[Data entries]
..........

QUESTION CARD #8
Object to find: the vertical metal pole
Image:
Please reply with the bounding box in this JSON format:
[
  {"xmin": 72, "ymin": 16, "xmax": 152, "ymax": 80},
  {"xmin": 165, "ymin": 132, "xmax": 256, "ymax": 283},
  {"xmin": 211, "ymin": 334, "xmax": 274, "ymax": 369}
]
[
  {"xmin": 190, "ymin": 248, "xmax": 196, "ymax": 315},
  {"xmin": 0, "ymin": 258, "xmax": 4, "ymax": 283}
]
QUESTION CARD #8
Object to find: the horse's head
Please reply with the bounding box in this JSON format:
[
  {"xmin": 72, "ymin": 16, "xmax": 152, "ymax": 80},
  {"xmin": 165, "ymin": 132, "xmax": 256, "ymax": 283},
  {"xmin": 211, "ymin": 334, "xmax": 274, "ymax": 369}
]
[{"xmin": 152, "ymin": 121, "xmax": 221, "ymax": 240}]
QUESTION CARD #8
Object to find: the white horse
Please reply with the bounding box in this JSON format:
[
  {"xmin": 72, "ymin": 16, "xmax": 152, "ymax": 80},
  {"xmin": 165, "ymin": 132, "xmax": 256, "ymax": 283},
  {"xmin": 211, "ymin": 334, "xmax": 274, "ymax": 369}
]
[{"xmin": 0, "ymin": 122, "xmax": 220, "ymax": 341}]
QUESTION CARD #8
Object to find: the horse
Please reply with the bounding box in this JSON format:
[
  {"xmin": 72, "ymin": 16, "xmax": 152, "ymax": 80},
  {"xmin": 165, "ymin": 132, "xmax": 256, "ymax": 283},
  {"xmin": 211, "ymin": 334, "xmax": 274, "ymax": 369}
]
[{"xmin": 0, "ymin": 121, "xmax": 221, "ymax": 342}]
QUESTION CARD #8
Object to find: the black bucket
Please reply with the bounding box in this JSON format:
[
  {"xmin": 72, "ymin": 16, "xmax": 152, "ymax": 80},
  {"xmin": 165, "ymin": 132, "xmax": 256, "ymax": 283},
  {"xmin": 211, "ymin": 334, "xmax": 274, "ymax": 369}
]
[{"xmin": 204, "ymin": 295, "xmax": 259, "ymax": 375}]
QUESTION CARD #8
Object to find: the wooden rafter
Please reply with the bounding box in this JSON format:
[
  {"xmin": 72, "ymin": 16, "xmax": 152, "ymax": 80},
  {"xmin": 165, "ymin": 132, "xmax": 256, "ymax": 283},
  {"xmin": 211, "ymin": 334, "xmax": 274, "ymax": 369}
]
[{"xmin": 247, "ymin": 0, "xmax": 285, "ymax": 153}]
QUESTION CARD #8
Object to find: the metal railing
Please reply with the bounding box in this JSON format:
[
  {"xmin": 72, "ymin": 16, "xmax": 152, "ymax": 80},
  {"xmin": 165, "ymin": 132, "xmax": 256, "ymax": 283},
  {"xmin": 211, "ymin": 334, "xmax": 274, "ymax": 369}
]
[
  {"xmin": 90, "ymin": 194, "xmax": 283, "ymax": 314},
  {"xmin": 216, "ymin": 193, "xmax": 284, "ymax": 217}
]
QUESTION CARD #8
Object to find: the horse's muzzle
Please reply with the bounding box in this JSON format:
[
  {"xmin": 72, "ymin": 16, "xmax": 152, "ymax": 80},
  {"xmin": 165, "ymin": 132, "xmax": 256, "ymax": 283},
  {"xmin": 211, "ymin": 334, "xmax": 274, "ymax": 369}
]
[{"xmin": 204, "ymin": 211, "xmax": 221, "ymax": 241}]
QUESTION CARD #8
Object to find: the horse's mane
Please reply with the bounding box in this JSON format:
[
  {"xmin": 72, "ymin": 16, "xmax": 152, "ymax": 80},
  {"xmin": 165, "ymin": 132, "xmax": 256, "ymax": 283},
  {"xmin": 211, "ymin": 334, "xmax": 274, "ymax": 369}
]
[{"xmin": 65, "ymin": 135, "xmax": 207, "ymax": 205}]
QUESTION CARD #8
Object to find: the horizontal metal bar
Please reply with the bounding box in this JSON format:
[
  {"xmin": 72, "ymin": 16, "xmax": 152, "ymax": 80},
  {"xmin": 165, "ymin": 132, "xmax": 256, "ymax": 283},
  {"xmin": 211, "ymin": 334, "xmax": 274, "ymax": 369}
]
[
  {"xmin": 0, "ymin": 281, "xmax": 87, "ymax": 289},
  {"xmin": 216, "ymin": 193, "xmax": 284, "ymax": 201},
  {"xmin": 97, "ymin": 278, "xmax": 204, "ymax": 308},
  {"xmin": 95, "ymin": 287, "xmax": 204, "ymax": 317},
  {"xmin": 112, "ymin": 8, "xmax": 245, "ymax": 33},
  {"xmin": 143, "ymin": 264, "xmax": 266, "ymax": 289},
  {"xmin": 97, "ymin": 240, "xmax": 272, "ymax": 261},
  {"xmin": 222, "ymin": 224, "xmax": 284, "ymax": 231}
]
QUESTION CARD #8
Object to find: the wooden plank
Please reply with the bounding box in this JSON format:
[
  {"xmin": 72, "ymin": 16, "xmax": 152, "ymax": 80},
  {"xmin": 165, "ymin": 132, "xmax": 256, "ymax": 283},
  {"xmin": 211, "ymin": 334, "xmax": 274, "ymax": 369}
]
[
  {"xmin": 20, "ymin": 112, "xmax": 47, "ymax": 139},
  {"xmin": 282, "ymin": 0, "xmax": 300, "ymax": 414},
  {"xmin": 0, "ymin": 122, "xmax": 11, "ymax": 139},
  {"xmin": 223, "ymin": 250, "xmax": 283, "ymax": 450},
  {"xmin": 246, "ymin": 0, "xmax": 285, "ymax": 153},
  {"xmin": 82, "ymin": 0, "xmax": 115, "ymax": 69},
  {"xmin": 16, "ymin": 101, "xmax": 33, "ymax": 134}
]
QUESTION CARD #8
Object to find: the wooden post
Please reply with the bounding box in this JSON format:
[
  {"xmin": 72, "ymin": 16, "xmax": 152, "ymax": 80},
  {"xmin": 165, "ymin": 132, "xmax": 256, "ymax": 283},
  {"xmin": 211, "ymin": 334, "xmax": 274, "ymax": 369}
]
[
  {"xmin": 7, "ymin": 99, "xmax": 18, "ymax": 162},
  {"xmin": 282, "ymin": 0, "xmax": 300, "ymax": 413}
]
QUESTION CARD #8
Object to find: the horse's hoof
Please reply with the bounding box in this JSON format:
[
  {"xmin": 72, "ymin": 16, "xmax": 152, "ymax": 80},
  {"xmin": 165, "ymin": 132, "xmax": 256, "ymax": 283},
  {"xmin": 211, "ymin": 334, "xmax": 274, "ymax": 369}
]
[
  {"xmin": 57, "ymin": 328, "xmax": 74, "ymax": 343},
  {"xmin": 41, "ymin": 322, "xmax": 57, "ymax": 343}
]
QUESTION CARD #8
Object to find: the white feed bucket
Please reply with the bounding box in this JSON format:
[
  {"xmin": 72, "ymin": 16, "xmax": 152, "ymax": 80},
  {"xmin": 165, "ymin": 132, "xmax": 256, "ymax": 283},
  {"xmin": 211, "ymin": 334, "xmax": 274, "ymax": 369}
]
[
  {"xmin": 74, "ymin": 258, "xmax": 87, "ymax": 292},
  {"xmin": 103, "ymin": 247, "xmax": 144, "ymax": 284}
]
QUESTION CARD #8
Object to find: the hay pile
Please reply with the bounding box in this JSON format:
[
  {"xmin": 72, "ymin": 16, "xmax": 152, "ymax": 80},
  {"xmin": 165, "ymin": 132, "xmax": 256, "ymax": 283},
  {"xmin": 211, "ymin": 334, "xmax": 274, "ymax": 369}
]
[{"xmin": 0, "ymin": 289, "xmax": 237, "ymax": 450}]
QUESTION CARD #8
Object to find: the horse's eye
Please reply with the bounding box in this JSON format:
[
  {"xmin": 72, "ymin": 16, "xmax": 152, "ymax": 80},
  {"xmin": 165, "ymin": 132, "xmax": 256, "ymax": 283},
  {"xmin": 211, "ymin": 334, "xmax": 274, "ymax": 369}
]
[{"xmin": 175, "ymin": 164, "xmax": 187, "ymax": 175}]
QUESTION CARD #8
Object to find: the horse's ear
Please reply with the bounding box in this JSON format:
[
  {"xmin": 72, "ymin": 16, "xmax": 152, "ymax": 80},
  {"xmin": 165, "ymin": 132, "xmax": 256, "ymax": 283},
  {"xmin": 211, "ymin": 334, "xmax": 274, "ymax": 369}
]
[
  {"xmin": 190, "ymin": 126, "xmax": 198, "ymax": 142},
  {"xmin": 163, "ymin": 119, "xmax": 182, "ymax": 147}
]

..........

> _Written problem_: Locate every line in the records above that contains the word "white", and copy each of those lines. Matching is case-sensitive.

> _Written solution_:
Object to find: the white horse
Object to find: the white feed bucket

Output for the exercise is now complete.